*DOCUMENT PASSAGE*:
====

Don't just memorize that "indexes make queries faster." Know why a B-tree index works for range queries but a hash index doesn't. Understand how the optimizer estimates costs and what statistics it needs. When exam questions ask you to analyze a query plan or suggest optimizations, you need to think like the optimizer—evaluating trade-offs, considering data characteristics, and predicting resource consumption.
The most powerful optimization principle is simple: process less data. These techniques shrink the dataset as early as possible in the execution pipeline, reducing work for all downstream operations.

====

*GIVEN INFORMATION*:
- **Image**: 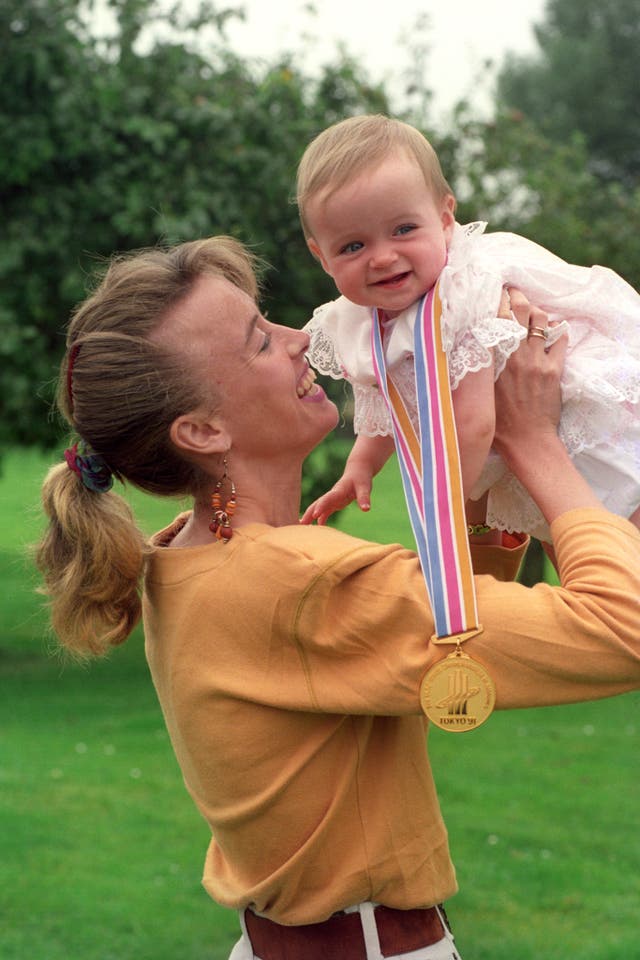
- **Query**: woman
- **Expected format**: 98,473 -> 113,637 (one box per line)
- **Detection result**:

====

*TASKS FOR THIS EXERCISE*:
a - In the passage on query optimization, what is the most powerful optimization principle?
b - Reproduce the passage on query optimization from "Don't just memorize" up to and including "all downstream operations.".

*OUTPUTS IN ORDER*:
a - Process less data.

b -
Don't just memorize that "indexes make queries faster." Know why a B-tree index works for range queries but a hash index doesn't. Understand how the optimizer estimates costs and what statistics it needs. When exam questions ask you to analyze a query plan or suggest optimizations, you need to think like the optimizer—evaluating trade-offs, considering data characteristics, and predicting resource consumption.
The most powerful optimization principle is simple: process less data. These techniques shrink the dataset as early as possible in the execution pipeline, reducing work for all downstream operations.